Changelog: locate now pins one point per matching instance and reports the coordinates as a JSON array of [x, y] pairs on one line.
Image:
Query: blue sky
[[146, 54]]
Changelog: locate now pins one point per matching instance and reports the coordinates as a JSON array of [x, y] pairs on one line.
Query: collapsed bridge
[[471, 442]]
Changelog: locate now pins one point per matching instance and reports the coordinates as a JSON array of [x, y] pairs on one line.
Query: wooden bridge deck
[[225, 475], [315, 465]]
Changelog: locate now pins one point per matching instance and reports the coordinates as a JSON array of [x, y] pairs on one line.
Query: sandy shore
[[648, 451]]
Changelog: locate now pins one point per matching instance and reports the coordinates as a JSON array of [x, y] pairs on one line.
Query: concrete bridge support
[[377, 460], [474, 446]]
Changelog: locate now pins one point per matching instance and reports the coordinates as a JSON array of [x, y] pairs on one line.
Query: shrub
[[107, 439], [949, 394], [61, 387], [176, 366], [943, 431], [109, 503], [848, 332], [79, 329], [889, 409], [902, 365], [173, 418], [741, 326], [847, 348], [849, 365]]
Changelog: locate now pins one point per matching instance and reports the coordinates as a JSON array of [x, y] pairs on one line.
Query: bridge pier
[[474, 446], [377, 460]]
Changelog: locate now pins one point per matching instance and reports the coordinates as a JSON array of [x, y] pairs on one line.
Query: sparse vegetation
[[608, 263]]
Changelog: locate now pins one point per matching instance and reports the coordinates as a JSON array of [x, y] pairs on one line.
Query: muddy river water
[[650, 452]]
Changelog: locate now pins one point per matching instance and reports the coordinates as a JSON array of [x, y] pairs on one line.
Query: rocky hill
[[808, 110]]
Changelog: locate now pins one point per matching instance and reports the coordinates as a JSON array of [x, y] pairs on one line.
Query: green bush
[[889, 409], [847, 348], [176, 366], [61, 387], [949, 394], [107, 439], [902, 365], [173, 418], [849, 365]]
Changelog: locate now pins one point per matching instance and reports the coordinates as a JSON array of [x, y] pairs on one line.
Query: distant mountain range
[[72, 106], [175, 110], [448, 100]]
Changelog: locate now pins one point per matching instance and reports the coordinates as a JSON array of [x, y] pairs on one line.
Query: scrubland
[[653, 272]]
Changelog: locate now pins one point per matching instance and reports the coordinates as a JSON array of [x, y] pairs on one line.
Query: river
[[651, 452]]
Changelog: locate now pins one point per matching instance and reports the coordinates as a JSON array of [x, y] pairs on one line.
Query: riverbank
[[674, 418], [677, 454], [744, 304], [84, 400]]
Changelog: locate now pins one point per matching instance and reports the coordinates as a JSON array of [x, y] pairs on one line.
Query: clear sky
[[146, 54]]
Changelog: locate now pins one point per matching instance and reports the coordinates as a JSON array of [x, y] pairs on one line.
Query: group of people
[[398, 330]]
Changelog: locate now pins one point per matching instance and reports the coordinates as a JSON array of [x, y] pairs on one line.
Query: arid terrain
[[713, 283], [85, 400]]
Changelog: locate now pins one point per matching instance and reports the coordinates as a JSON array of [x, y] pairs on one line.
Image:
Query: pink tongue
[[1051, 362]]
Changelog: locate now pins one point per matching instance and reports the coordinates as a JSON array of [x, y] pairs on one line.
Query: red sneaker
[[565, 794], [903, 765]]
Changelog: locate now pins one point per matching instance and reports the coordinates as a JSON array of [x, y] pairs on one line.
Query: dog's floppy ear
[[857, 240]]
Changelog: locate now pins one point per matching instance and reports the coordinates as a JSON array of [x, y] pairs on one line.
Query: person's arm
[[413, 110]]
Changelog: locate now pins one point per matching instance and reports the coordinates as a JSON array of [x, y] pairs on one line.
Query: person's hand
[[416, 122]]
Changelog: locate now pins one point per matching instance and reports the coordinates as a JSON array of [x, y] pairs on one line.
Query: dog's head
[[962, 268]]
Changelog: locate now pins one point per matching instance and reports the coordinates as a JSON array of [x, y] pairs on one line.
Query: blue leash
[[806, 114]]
****************
# REQUIRED TASK
Write out, unchanged, the stretch from the first line of the entries through the line containing "[[471, 442]]", including both ends.

# SOLUTION
Changelog: locate now pins one point per matching instance and reports the coordinates as a JSON array of [x, y] pairs on one line.
Image:
Query: blue sky
[[146, 54]]
Changelog: locate now pins one point per matching instance and reports the coordinates as a JSON array of [x, y] pairs on one line.
Query: collapsed bridge
[[471, 442]]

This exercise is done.